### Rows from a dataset
++++++++++++++++++++

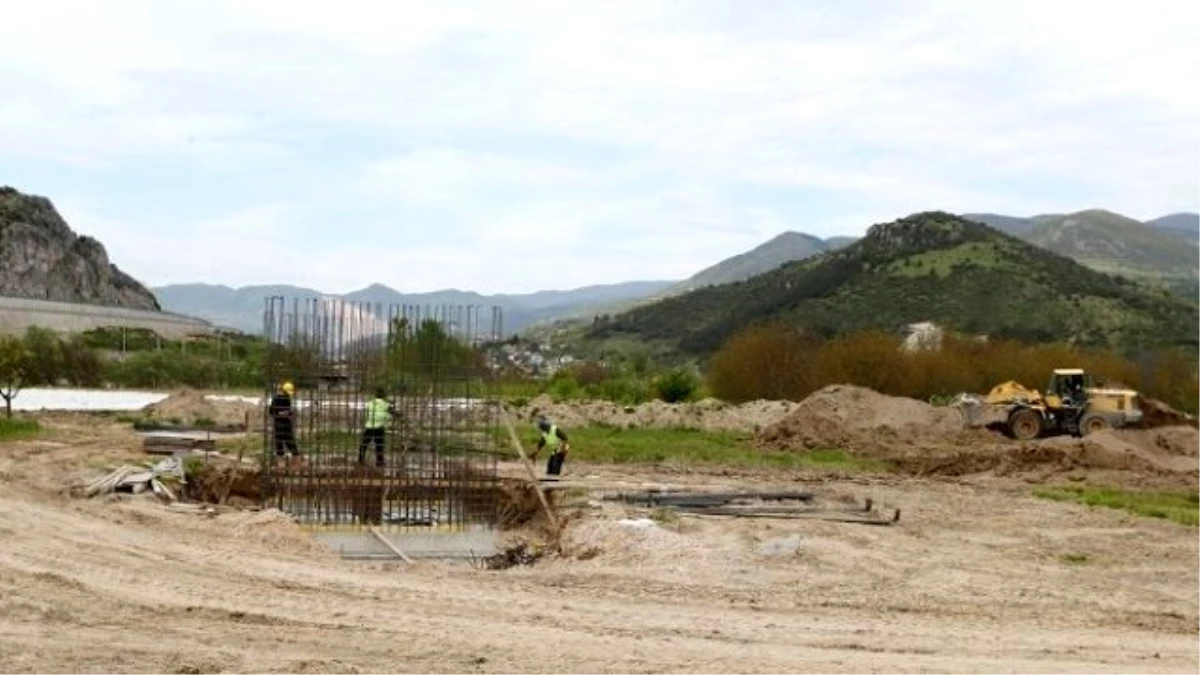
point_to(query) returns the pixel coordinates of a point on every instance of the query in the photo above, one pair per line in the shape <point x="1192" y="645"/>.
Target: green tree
<point x="13" y="362"/>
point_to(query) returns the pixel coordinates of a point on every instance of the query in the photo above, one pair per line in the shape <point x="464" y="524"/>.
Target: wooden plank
<point x="533" y="475"/>
<point x="393" y="547"/>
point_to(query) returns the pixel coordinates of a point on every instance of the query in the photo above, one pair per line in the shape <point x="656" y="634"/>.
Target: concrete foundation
<point x="361" y="544"/>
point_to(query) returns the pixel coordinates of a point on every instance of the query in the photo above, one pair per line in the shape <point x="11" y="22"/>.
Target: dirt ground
<point x="976" y="577"/>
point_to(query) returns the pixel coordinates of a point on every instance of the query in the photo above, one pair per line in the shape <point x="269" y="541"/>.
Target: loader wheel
<point x="1092" y="423"/>
<point x="1025" y="424"/>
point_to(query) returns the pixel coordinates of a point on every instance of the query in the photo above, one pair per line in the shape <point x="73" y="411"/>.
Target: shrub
<point x="676" y="386"/>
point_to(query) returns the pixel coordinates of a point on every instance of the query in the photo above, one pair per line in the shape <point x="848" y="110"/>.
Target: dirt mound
<point x="844" y="416"/>
<point x="919" y="438"/>
<point x="276" y="530"/>
<point x="1107" y="451"/>
<point x="1157" y="413"/>
<point x="709" y="414"/>
<point x="190" y="407"/>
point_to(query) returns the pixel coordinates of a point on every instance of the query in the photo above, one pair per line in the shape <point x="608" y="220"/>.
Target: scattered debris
<point x="783" y="505"/>
<point x="781" y="547"/>
<point x="169" y="444"/>
<point x="637" y="523"/>
<point x="521" y="553"/>
<point x="137" y="479"/>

++++++++++++++++++++

### Problem statement
Leave out the pictures and repeat everything else in the records exactly.

### Response
point_to(query) returns the pixel coordinates of a point on every instance of the query in the photo above, one pair per line in the shape <point x="1192" y="645"/>.
Target: green tree
<point x="13" y="362"/>
point_to(query) returns the pixel coordinates of a point on every instance of the query in the photo above, one pair per line in the shape <point x="464" y="524"/>.
Target: wooden plank
<point x="533" y="475"/>
<point x="393" y="547"/>
point_to(query) returns the pixel coordinates of a point on every instance of the query in the photo above, one pair per line in the shape <point x="656" y="634"/>.
Target: concrete foundation
<point x="361" y="544"/>
point_to(query) returns the pixel coordinates of a point on every instance of the query in the photo above, one pair per line in the shape <point x="11" y="22"/>.
Target: dirt ground
<point x="976" y="577"/>
point_to(query) returns the pixel coordinates of a point on every instance of the query in the photo above, one pair per line in the shape <point x="269" y="541"/>.
Target: loader wheel
<point x="1092" y="423"/>
<point x="1025" y="424"/>
point_to(query) returns the pixel coordinates of a point on every instance of the query in the photo above, one pair per line in the shape <point x="73" y="411"/>.
Target: shrub
<point x="676" y="386"/>
point_to(query) returns the pixel coordinates of a point on every instance of the query in the photo above, one pair per line in the shape <point x="848" y="110"/>.
Target: dirt mound
<point x="844" y="416"/>
<point x="919" y="438"/>
<point x="276" y="530"/>
<point x="1107" y="451"/>
<point x="1157" y="413"/>
<point x="709" y="414"/>
<point x="190" y="407"/>
point_to(query) returns the pixel coordinates of a point on every instance of the query in the photo above, one pair per line in the shape <point x="608" y="220"/>.
Target: scattered debris
<point x="783" y="505"/>
<point x="781" y="547"/>
<point x="169" y="444"/>
<point x="637" y="523"/>
<point x="521" y="553"/>
<point x="137" y="479"/>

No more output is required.